- _PROVIDED TEXT_
■ ■ ■ ■ ■

Generate texts from given prompt and sampling parameters.

Parameters:

prompt – The prompt to generate texts. Note that unlike generate, this API supports only a single prompt.
sampling_params – The sampling parameters for generating texts.
prompt_token_ids – Pre-tokenized prompt input as a BatchEncoding object. If not provided, the prompt will be tokenized internally using the tokenizer.
tokenizer_kwargs – Additional keyword arguments passed to the tokenizer’s encode method, such as {“use_special_tokens”: True}.

Returns:

A stream of generated output tokens.

■ ■ ■ ■ ■

- _ACTIVITY 1_
Translate this sentence from the API description into Spanish: "If not provided, the prompt will be tokenized internally using the tokenizer."
- _ACTIVITY 2_
Summarize the API description in two sentences.

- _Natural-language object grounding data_
■ ■ ■ ■ ■

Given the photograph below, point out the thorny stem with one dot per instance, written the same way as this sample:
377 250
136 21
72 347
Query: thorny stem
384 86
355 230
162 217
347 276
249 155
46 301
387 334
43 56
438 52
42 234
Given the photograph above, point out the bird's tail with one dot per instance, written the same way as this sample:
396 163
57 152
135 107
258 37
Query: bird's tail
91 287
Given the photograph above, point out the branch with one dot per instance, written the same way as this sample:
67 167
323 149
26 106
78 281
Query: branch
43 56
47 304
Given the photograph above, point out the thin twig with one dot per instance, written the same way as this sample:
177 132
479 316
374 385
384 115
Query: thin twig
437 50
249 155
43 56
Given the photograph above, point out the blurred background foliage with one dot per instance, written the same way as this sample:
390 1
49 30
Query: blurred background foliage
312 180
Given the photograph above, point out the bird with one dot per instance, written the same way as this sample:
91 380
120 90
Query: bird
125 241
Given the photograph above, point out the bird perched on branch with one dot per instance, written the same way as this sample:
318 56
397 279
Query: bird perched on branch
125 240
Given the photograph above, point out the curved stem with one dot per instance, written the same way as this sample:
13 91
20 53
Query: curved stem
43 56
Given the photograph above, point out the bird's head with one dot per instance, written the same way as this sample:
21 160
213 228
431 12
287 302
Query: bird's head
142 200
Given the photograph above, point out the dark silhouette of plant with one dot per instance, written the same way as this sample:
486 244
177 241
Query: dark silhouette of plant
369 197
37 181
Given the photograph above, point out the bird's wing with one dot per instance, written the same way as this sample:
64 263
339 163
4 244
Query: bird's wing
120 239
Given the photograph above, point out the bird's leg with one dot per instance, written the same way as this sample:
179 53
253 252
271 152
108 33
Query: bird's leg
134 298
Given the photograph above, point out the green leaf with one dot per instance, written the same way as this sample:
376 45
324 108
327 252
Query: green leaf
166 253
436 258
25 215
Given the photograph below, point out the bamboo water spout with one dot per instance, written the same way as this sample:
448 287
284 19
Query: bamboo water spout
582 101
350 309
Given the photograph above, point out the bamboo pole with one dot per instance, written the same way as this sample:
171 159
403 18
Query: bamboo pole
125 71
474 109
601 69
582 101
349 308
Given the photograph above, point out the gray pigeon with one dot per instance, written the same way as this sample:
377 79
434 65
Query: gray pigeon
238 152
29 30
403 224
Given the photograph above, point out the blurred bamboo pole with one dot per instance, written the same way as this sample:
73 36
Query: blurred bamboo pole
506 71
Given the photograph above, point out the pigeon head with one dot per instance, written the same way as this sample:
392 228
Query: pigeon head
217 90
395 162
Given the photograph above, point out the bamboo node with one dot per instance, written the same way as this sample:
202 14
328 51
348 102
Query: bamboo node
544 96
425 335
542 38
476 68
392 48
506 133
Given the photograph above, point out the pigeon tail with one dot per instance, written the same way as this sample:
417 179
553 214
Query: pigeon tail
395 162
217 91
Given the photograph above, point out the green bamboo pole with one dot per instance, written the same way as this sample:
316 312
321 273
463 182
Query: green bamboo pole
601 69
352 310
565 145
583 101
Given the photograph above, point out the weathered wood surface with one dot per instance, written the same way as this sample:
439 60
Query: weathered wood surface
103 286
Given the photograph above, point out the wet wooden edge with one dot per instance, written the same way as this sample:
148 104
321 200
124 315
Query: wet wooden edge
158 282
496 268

■ ■ ■ ■ ■

- _RESULT 1_
Si no se proporciona, el prompt se tokenizará internamente mediante el tokenizador.

- _RESULT 2_
The API generates texts from a single prompt and sampling parameters and returns a stream of generated output tokens. It can also take a pre-tokenized prompt as a BatchEncoding object (otherwise the prompt is tokenized internally) and additional keyword arguments for the tokenizer's encode method.